— start of DATA EXTRACT —

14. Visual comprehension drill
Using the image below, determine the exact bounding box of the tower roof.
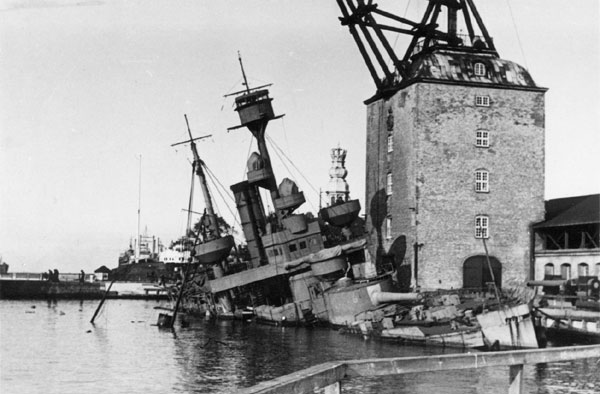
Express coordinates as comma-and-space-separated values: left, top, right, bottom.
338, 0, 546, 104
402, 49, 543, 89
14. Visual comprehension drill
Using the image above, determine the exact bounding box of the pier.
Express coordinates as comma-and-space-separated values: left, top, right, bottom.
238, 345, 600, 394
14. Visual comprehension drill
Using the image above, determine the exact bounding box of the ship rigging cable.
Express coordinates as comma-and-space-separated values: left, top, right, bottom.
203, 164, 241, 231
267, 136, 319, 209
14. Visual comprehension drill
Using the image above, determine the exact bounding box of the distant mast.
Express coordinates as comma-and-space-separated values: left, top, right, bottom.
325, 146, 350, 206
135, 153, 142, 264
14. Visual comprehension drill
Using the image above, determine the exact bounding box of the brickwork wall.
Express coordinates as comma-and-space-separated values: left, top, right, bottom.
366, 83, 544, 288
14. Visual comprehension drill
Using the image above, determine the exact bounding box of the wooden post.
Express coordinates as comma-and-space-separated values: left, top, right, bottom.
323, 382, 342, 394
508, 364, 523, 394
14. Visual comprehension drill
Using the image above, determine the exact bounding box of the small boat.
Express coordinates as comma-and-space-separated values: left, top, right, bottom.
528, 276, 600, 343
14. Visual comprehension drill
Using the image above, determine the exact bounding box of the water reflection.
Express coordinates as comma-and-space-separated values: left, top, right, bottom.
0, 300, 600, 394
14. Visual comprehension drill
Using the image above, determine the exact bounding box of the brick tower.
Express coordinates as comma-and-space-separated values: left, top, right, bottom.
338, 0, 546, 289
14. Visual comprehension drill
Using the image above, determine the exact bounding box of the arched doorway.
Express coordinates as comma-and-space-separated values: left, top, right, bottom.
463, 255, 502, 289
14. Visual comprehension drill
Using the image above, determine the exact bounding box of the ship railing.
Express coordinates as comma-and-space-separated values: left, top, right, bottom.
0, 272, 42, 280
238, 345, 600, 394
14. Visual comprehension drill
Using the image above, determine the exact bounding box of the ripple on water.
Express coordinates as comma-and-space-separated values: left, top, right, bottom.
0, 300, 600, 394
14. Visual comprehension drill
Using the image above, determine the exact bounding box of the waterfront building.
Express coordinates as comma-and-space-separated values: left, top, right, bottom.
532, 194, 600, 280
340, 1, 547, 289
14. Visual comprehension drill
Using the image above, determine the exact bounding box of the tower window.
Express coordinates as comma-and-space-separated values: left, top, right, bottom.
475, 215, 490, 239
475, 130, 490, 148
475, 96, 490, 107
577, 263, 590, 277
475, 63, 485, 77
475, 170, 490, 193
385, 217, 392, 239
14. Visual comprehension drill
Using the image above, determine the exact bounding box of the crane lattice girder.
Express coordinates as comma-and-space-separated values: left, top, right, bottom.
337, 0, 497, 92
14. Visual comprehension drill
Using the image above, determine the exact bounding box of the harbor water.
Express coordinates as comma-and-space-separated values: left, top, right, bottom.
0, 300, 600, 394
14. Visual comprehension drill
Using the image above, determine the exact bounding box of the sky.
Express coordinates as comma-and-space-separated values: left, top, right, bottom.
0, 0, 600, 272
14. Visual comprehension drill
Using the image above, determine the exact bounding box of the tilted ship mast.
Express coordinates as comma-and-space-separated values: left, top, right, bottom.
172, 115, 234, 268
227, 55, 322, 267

— end of DATA EXTRACT —

TASK DIRECTIONS: Recast all of the items above as a numbered list of their lines, skipping any blank lines and leaving the picture out.

COMPLETED EXERCISE:
1. 14. Visual comprehension drill
2. Using the image below, determine the exact bounding box of the tower roof.
3. Express coordinates as comma-and-space-separated values: left, top, right, bottom.
4. 338, 0, 546, 104
5. 402, 49, 543, 89
6. 14. Visual comprehension drill
7. Using the image above, determine the exact bounding box of the pier.
8. Express coordinates as comma-and-space-separated values: left, top, right, bottom.
9. 238, 345, 600, 394
10. 14. Visual comprehension drill
11. Using the image above, determine the exact bounding box of the ship rigging cable.
12. Express coordinates as comma-and-space-separated values: left, top, right, bottom.
13. 203, 164, 241, 231
14. 267, 136, 319, 209
15. 14. Visual comprehension drill
16. Using the image above, determine the exact bounding box of the distant mast.
17. Express coordinates as comma-and-space-separated values: left, top, right, bottom.
18. 325, 146, 350, 206
19. 135, 153, 142, 264
20. 14. Visual comprehension drill
21. Using the image above, determine the exact bounding box of the brickwork wall.
22. Express coordinates as comma-and-space-separated values: left, top, right, bottom.
23. 366, 83, 544, 288
24. 14. Visual comprehension drill
25. Using the image above, determine the exact bounding box of the wooden post.
26. Express coordinates as comma-and-space-separated values: left, top, right, bottom.
27. 323, 382, 342, 394
28. 508, 364, 523, 394
29. 14. Visual comprehension drill
30. Using the image above, determine the exact bounding box of the small boat.
31. Express coordinates as comma-and-space-separated values: left, top, right, bottom.
32. 528, 276, 600, 343
33. 14. Visual comprehension drill
34. Using the image above, determine the exact bounding box of the water reflection.
35. Express coordinates as comma-and-space-separated values: left, top, right, bottom.
36. 0, 300, 600, 394
37. 14. Visual comprehension drill
38. Using the image above, determine the exact bounding box of the brick tower.
39. Express coordinates as comma-and-space-separated values: left, top, right, bottom.
40. 338, 0, 546, 289
41. 14. Visual comprehension drill
42. Using the image above, determine the exact bounding box of the arched doorway.
43. Express coordinates as comma-and-space-separated values: left, top, right, bottom.
44. 463, 255, 502, 289
45. 14. Visual comprehension drill
46. Using the image above, determine the exact bounding box of the ship railing.
47. Express coordinates as comma-and-space-separated values: left, top, right, bottom.
48. 0, 272, 42, 280
49. 238, 345, 600, 394
50. 14. Visual comprehension drill
51. Using the image above, determine the exact bounding box of the ripple on water.
52. Express coordinates as comma-and-space-separated values: left, top, right, bottom.
53. 0, 300, 600, 394
54. 14. Visual comprehension drill
55. Using the image above, determine the exact bounding box of the waterfront building.
56. Express coordinates as comma-and-space-separated values: left, top, right, bottom.
57. 532, 194, 600, 280
58. 340, 1, 547, 289
59. 14. Visual comprehension drill
60. Using the image above, determine the exact bounding box of the tower window.
61. Express coordinates as comma-and-space-separated values: left, top, right, bottom.
62. 475, 215, 490, 239
63. 475, 130, 490, 148
64. 475, 96, 490, 107
65. 577, 263, 590, 277
66. 475, 63, 485, 77
67. 475, 170, 490, 193
68. 385, 217, 392, 239
69. 14. Visual comprehension drill
70. Using the image above, determine the exact bounding box of the crane lattice girder.
71. Express coordinates as comma-and-space-separated values: left, top, right, bottom.
72. 337, 0, 497, 92
73. 14. Visual comprehension drill
74. Using the image above, determine the exact bounding box of the harbor water.
75. Express coordinates as comma-and-space-separated values: left, top, right, bottom.
76. 0, 300, 600, 394
77. 14. Visual comprehension drill
78. Using the image above, determine the exact bounding box of the sky.
79. Express coordinates as comma-and-space-separated values: left, top, right, bottom.
80. 0, 0, 600, 272
81. 14. Visual comprehension drill
82. Using the image above, determine the exact bounding box of the tilted ship mast.
83. Express coordinates as comma-and-space-separated values: left, top, right, bottom.
84. 172, 115, 234, 268
85. 227, 55, 322, 267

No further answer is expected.